[Start]

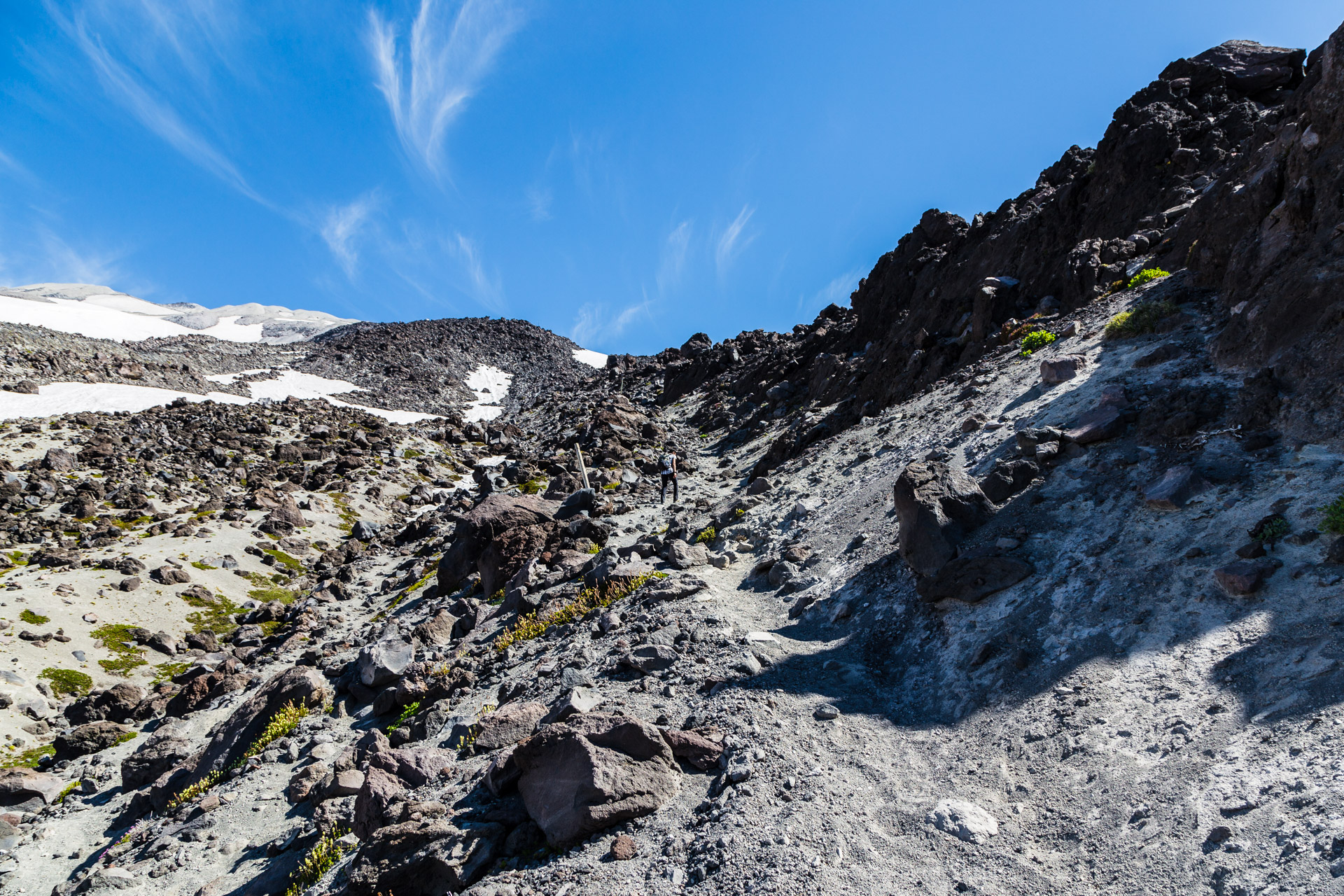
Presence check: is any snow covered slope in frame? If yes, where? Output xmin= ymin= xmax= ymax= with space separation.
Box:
xmin=0 ymin=284 xmax=356 ymax=345
xmin=0 ymin=370 xmax=438 ymax=423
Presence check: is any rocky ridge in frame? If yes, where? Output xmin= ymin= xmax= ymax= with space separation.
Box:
xmin=0 ymin=22 xmax=1344 ymax=896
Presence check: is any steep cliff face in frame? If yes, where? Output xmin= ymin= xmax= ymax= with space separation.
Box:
xmin=853 ymin=41 xmax=1305 ymax=419
xmin=1170 ymin=28 xmax=1344 ymax=440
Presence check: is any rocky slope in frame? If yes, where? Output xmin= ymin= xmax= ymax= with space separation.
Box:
xmin=0 ymin=22 xmax=1344 ymax=896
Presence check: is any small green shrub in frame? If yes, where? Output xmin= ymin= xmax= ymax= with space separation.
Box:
xmin=1125 ymin=267 xmax=1170 ymax=289
xmin=1021 ymin=329 xmax=1055 ymax=357
xmin=180 ymin=594 xmax=242 ymax=636
xmin=285 ymin=827 xmax=345 ymax=896
xmin=1105 ymin=302 xmax=1180 ymax=339
xmin=0 ymin=744 xmax=57 ymax=769
xmin=262 ymin=548 xmax=304 ymax=573
xmin=89 ymin=623 xmax=145 ymax=678
xmin=1252 ymin=516 xmax=1293 ymax=544
xmin=388 ymin=700 xmax=419 ymax=728
xmin=38 ymin=666 xmax=92 ymax=697
xmin=1321 ymin=494 xmax=1344 ymax=535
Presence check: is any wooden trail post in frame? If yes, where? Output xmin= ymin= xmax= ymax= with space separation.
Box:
xmin=574 ymin=444 xmax=593 ymax=489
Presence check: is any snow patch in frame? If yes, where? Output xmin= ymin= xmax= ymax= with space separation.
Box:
xmin=462 ymin=364 xmax=513 ymax=422
xmin=0 ymin=370 xmax=437 ymax=423
xmin=204 ymin=367 xmax=270 ymax=386
xmin=574 ymin=348 xmax=606 ymax=368
xmin=0 ymin=284 xmax=356 ymax=345
xmin=0 ymin=383 xmax=248 ymax=419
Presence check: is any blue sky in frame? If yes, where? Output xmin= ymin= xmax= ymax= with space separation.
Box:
xmin=0 ymin=0 xmax=1344 ymax=354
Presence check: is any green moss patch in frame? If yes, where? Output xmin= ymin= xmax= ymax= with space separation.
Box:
xmin=89 ymin=623 xmax=145 ymax=678
xmin=155 ymin=662 xmax=191 ymax=684
xmin=181 ymin=594 xmax=242 ymax=636
xmin=262 ymin=548 xmax=304 ymax=573
xmin=38 ymin=666 xmax=92 ymax=697
xmin=0 ymin=744 xmax=57 ymax=769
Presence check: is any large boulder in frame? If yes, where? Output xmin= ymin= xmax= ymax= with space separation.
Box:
xmin=368 ymin=747 xmax=453 ymax=788
xmin=513 ymin=713 xmax=681 ymax=848
xmin=916 ymin=555 xmax=1033 ymax=603
xmin=351 ymin=769 xmax=406 ymax=841
xmin=64 ymin=681 xmax=145 ymax=725
xmin=472 ymin=701 xmax=547 ymax=752
xmin=1144 ymin=463 xmax=1208 ymax=510
xmin=346 ymin=820 xmax=504 ymax=896
xmin=438 ymin=493 xmax=558 ymax=594
xmin=0 ymin=767 xmax=66 ymax=811
xmin=663 ymin=728 xmax=723 ymax=771
xmin=476 ymin=525 xmax=547 ymax=595
xmin=356 ymin=636 xmax=415 ymax=688
xmin=665 ymin=539 xmax=710 ymax=570
xmin=1182 ymin=41 xmax=1306 ymax=94
xmin=149 ymin=666 xmax=332 ymax=811
xmin=414 ymin=610 xmax=457 ymax=646
xmin=636 ymin=573 xmax=710 ymax=602
xmin=121 ymin=722 xmax=192 ymax=791
xmin=894 ymin=461 xmax=993 ymax=575
xmin=54 ymin=722 xmax=127 ymax=760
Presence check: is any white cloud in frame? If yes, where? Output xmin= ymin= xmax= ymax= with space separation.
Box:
xmin=447 ymin=234 xmax=504 ymax=314
xmin=527 ymin=187 xmax=555 ymax=222
xmin=798 ymin=267 xmax=867 ymax=310
xmin=367 ymin=0 xmax=523 ymax=177
xmin=714 ymin=206 xmax=755 ymax=276
xmin=0 ymin=227 xmax=126 ymax=291
xmin=0 ymin=149 xmax=38 ymax=183
xmin=43 ymin=0 xmax=270 ymax=207
xmin=570 ymin=298 xmax=653 ymax=348
xmin=657 ymin=220 xmax=691 ymax=293
xmin=318 ymin=193 xmax=378 ymax=279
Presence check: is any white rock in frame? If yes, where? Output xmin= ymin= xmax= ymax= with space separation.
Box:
xmin=925 ymin=799 xmax=999 ymax=844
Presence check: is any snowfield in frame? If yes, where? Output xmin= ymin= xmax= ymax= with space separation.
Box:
xmin=0 ymin=370 xmax=435 ymax=423
xmin=0 ymin=284 xmax=356 ymax=345
xmin=462 ymin=364 xmax=513 ymax=422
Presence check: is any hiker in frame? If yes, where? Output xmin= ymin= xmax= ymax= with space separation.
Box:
xmin=659 ymin=451 xmax=678 ymax=504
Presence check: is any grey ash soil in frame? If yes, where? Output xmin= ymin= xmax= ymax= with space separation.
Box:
xmin=0 ymin=22 xmax=1344 ymax=896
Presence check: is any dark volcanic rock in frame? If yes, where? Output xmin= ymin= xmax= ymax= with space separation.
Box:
xmin=895 ymin=461 xmax=993 ymax=575
xmin=513 ymin=713 xmax=681 ymax=848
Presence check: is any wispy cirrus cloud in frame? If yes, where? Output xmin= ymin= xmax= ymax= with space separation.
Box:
xmin=0 ymin=227 xmax=125 ymax=289
xmin=527 ymin=187 xmax=555 ymax=222
xmin=318 ymin=192 xmax=379 ymax=279
xmin=657 ymin=219 xmax=692 ymax=294
xmin=446 ymin=232 xmax=504 ymax=314
xmin=568 ymin=297 xmax=653 ymax=348
xmin=43 ymin=0 xmax=263 ymax=207
xmin=0 ymin=149 xmax=38 ymax=183
xmin=798 ymin=267 xmax=867 ymax=312
xmin=367 ymin=0 xmax=524 ymax=178
xmin=714 ymin=206 xmax=755 ymax=276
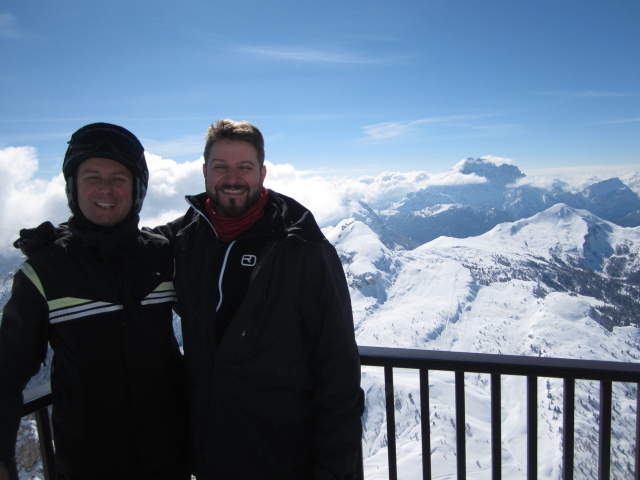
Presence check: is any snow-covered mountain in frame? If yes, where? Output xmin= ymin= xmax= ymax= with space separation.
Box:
xmin=0 ymin=159 xmax=640 ymax=480
xmin=325 ymin=172 xmax=640 ymax=479
xmin=379 ymin=159 xmax=640 ymax=244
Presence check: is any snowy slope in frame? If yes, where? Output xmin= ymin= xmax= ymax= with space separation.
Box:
xmin=325 ymin=205 xmax=640 ymax=478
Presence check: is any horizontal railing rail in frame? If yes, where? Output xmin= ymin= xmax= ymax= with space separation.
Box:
xmin=23 ymin=347 xmax=640 ymax=480
xmin=359 ymin=347 xmax=640 ymax=480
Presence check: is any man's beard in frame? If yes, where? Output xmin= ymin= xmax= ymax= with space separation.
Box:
xmin=207 ymin=185 xmax=262 ymax=218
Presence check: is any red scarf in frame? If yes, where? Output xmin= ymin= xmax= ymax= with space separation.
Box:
xmin=205 ymin=187 xmax=269 ymax=242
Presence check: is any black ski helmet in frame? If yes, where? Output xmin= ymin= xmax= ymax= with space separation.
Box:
xmin=62 ymin=123 xmax=149 ymax=219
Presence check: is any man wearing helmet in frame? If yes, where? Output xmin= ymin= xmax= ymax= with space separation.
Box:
xmin=0 ymin=123 xmax=190 ymax=480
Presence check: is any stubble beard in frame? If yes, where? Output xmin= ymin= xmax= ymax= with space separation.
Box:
xmin=207 ymin=185 xmax=262 ymax=218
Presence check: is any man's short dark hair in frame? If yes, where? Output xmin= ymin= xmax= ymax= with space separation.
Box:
xmin=204 ymin=118 xmax=264 ymax=167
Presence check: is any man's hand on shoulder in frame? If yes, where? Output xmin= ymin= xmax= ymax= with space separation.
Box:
xmin=12 ymin=222 xmax=58 ymax=256
xmin=0 ymin=460 xmax=9 ymax=480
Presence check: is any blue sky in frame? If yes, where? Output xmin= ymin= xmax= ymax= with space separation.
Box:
xmin=0 ymin=0 xmax=640 ymax=178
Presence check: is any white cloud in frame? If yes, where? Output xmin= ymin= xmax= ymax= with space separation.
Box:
xmin=236 ymin=46 xmax=379 ymax=65
xmin=0 ymin=147 xmax=640 ymax=256
xmin=0 ymin=147 xmax=69 ymax=255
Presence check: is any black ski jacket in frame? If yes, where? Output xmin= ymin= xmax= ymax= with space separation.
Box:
xmin=160 ymin=191 xmax=364 ymax=480
xmin=0 ymin=224 xmax=188 ymax=480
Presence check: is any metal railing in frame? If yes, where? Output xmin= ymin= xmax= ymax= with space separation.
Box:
xmin=23 ymin=347 xmax=640 ymax=480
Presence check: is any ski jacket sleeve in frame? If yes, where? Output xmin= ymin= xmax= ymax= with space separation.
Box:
xmin=307 ymin=244 xmax=364 ymax=480
xmin=0 ymin=263 xmax=49 ymax=471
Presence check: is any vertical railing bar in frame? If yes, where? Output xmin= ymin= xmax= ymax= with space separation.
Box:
xmin=355 ymin=440 xmax=364 ymax=480
xmin=455 ymin=371 xmax=467 ymax=480
xmin=384 ymin=366 xmax=398 ymax=480
xmin=491 ymin=373 xmax=502 ymax=480
xmin=35 ymin=407 xmax=56 ymax=480
xmin=598 ymin=380 xmax=613 ymax=480
xmin=420 ymin=368 xmax=431 ymax=480
xmin=527 ymin=375 xmax=538 ymax=480
xmin=634 ymin=383 xmax=640 ymax=480
xmin=562 ymin=378 xmax=576 ymax=480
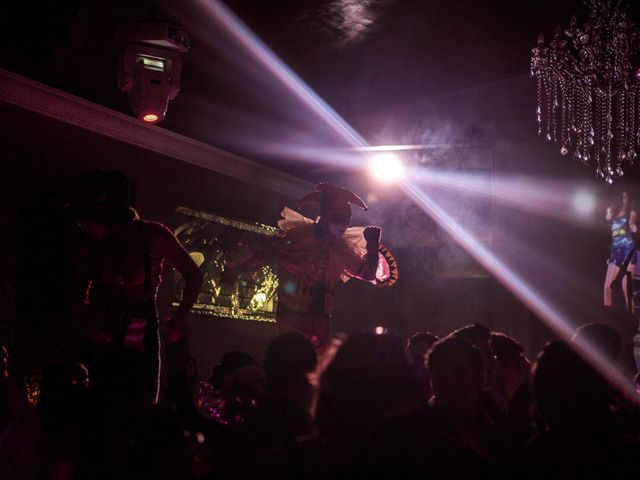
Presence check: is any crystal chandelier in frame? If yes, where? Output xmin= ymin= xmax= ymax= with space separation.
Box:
xmin=531 ymin=0 xmax=640 ymax=183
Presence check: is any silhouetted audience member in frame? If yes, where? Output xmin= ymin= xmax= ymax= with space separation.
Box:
xmin=489 ymin=332 xmax=531 ymax=411
xmin=38 ymin=358 xmax=93 ymax=480
xmin=450 ymin=323 xmax=507 ymax=424
xmin=405 ymin=332 xmax=438 ymax=402
xmin=517 ymin=341 xmax=640 ymax=479
xmin=236 ymin=332 xmax=318 ymax=478
xmin=124 ymin=405 xmax=192 ymax=480
xmin=316 ymin=334 xmax=420 ymax=471
xmin=427 ymin=335 xmax=496 ymax=459
xmin=571 ymin=322 xmax=640 ymax=437
xmin=490 ymin=332 xmax=534 ymax=461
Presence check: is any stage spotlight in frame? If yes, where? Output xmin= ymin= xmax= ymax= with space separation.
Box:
xmin=369 ymin=153 xmax=404 ymax=183
xmin=115 ymin=22 xmax=189 ymax=123
xmin=573 ymin=190 xmax=596 ymax=217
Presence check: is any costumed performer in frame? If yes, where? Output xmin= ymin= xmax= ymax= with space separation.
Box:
xmin=225 ymin=183 xmax=398 ymax=349
xmin=604 ymin=190 xmax=638 ymax=306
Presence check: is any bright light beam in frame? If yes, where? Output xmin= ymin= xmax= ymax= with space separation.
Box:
xmin=204 ymin=0 xmax=367 ymax=162
xmin=369 ymin=153 xmax=404 ymax=183
xmin=200 ymin=0 xmax=635 ymax=398
xmin=403 ymin=181 xmax=638 ymax=402
xmin=409 ymin=168 xmax=601 ymax=228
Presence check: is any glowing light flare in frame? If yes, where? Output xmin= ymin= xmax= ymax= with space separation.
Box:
xmin=202 ymin=0 xmax=366 ymax=154
xmin=411 ymin=169 xmax=601 ymax=228
xmin=573 ymin=190 xmax=596 ymax=217
xmin=369 ymin=153 xmax=404 ymax=183
xmin=404 ymin=181 xmax=639 ymax=403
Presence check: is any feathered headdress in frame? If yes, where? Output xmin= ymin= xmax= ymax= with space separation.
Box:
xmin=298 ymin=182 xmax=367 ymax=216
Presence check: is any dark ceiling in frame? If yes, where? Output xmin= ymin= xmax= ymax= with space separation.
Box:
xmin=0 ymin=0 xmax=637 ymax=177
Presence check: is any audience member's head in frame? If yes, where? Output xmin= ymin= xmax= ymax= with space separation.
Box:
xmin=451 ymin=323 xmax=496 ymax=389
xmin=91 ymin=346 xmax=155 ymax=415
xmin=489 ymin=332 xmax=531 ymax=402
xmin=317 ymin=334 xmax=419 ymax=435
xmin=264 ymin=332 xmax=318 ymax=388
xmin=531 ymin=341 xmax=610 ymax=431
xmin=427 ymin=335 xmax=483 ymax=404
xmin=406 ymin=332 xmax=438 ymax=365
xmin=209 ymin=350 xmax=258 ymax=390
xmin=38 ymin=359 xmax=89 ymax=433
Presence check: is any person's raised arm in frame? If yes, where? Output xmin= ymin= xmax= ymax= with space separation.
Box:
xmin=154 ymin=227 xmax=202 ymax=341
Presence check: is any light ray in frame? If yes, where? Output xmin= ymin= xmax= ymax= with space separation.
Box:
xmin=408 ymin=168 xmax=602 ymax=229
xmin=403 ymin=181 xmax=638 ymax=402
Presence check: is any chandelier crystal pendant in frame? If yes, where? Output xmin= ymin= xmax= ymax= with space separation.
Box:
xmin=531 ymin=0 xmax=640 ymax=184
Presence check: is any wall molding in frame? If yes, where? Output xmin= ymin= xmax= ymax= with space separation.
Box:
xmin=0 ymin=69 xmax=315 ymax=198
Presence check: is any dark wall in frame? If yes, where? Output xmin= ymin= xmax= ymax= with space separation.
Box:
xmin=0 ymin=104 xmax=294 ymax=376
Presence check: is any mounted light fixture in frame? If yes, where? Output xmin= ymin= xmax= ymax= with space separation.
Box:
xmin=115 ymin=22 xmax=189 ymax=123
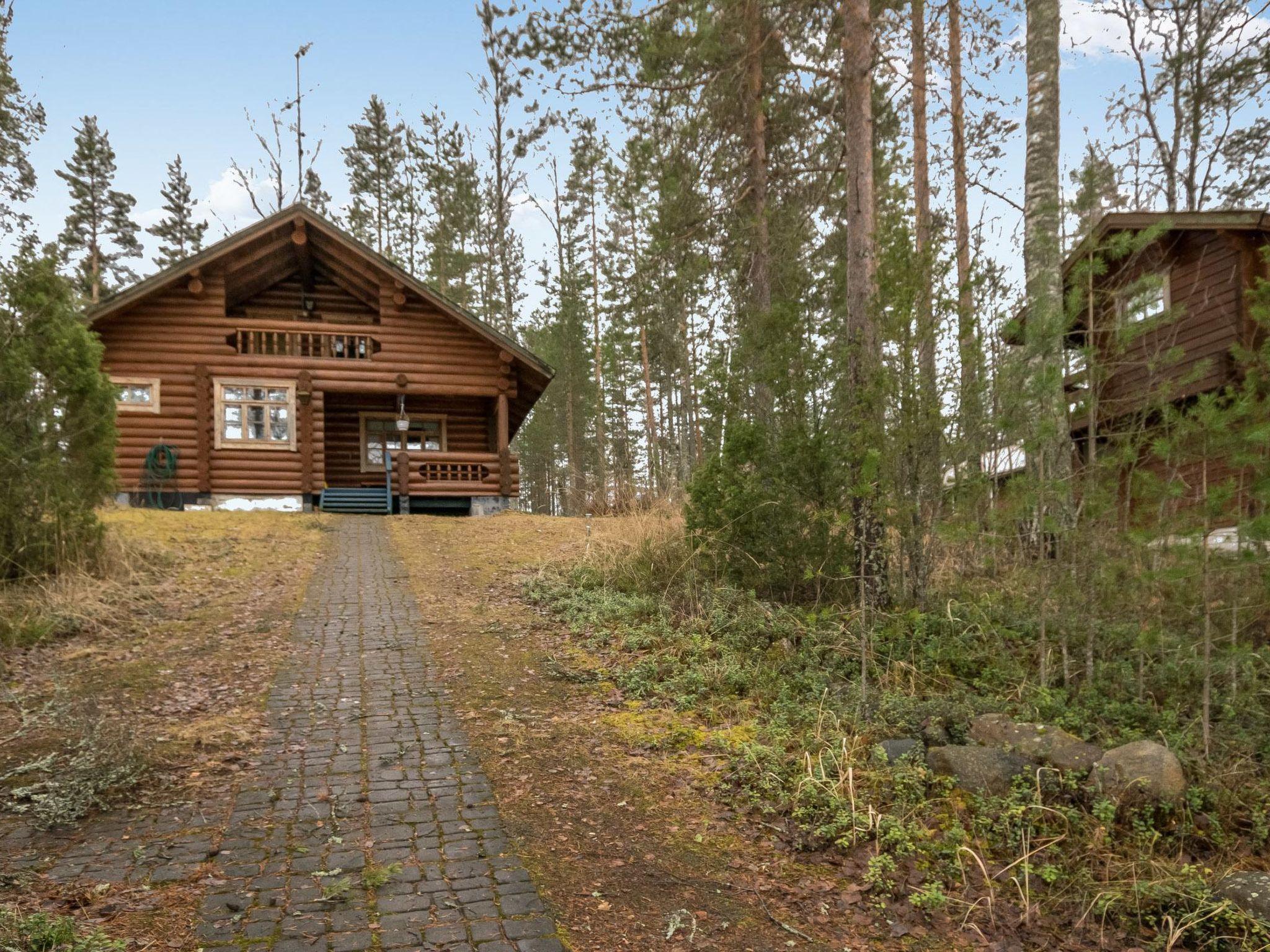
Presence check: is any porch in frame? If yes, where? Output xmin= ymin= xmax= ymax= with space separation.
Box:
xmin=321 ymin=392 xmax=520 ymax=510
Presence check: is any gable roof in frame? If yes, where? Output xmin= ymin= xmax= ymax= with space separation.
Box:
xmin=87 ymin=202 xmax=555 ymax=387
xmin=1001 ymin=208 xmax=1270 ymax=346
xmin=1063 ymin=208 xmax=1270 ymax=278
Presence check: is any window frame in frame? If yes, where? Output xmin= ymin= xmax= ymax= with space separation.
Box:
xmin=109 ymin=373 xmax=161 ymax=414
xmin=212 ymin=377 xmax=300 ymax=452
xmin=357 ymin=410 xmax=448 ymax=472
xmin=1115 ymin=268 xmax=1173 ymax=327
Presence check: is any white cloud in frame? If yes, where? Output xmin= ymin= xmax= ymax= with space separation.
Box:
xmin=1062 ymin=0 xmax=1270 ymax=56
xmin=1063 ymin=0 xmax=1130 ymax=56
xmin=198 ymin=167 xmax=268 ymax=231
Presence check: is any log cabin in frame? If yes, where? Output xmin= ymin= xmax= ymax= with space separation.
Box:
xmin=89 ymin=205 xmax=553 ymax=514
xmin=1006 ymin=209 xmax=1270 ymax=522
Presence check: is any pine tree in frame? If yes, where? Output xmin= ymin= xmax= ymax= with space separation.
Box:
xmin=417 ymin=112 xmax=480 ymax=303
xmin=146 ymin=155 xmax=207 ymax=268
xmin=0 ymin=0 xmax=45 ymax=235
xmin=476 ymin=0 xmax=555 ymax=335
xmin=342 ymin=95 xmax=405 ymax=258
xmin=57 ymin=115 xmax=141 ymax=303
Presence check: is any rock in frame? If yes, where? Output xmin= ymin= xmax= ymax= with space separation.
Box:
xmin=1213 ymin=872 xmax=1270 ymax=923
xmin=970 ymin=715 xmax=1103 ymax=770
xmin=877 ymin=738 xmax=923 ymax=763
xmin=1093 ymin=740 xmax=1186 ymax=800
xmin=926 ymin=746 xmax=1035 ymax=796
xmin=970 ymin=715 xmax=1103 ymax=770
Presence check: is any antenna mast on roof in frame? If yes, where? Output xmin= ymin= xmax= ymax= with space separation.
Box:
xmin=296 ymin=43 xmax=313 ymax=204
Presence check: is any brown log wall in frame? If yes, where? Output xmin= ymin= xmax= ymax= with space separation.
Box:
xmin=95 ymin=274 xmax=527 ymax=495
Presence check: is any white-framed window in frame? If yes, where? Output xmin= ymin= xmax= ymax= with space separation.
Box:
xmin=361 ymin=413 xmax=446 ymax=472
xmin=1116 ymin=271 xmax=1170 ymax=324
xmin=212 ymin=377 xmax=296 ymax=449
xmin=110 ymin=374 xmax=159 ymax=414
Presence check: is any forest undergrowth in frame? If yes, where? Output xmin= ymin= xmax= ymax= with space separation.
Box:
xmin=528 ymin=511 xmax=1270 ymax=950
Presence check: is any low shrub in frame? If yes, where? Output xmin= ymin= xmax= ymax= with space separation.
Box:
xmin=0 ymin=694 xmax=146 ymax=829
xmin=0 ymin=909 xmax=126 ymax=952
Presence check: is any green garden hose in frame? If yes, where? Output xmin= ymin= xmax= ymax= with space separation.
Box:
xmin=141 ymin=443 xmax=185 ymax=509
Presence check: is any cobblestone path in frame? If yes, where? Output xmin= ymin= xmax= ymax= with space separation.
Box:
xmin=197 ymin=517 xmax=561 ymax=952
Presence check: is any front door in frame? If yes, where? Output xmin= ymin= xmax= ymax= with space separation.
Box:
xmin=362 ymin=413 xmax=446 ymax=472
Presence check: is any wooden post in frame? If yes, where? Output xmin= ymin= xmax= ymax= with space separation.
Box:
xmin=296 ymin=371 xmax=314 ymax=508
xmin=194 ymin=364 xmax=216 ymax=494
xmin=393 ymin=449 xmax=411 ymax=515
xmin=495 ymin=392 xmax=512 ymax=496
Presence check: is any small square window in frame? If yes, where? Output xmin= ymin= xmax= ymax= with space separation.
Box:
xmin=110 ymin=377 xmax=159 ymax=414
xmin=1116 ymin=273 xmax=1168 ymax=324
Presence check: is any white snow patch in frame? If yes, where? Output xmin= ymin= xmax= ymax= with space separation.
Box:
xmin=216 ymin=496 xmax=305 ymax=513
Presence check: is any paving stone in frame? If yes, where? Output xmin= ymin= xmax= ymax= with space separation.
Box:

[End]

> **What you have to do**
Render the data, starting at the line containing "Presence check: is any horizontal" and ending at the line containing "xmin=359 ymin=347 xmax=640 ymax=480", as a Markdown table with columns n and Line, one numbered row per line, omitting blank lines.

> **The solution**
| n | Line |
|---|---|
| 1 | Presence check: is any horizontal railing rail in frame? If yes, where? Output xmin= ymin= xmax= ymax= with space separation. |
| 2 | Box: |
| 3 | xmin=23 ymin=347 xmax=640 ymax=480 |
| 4 | xmin=359 ymin=347 xmax=640 ymax=480 |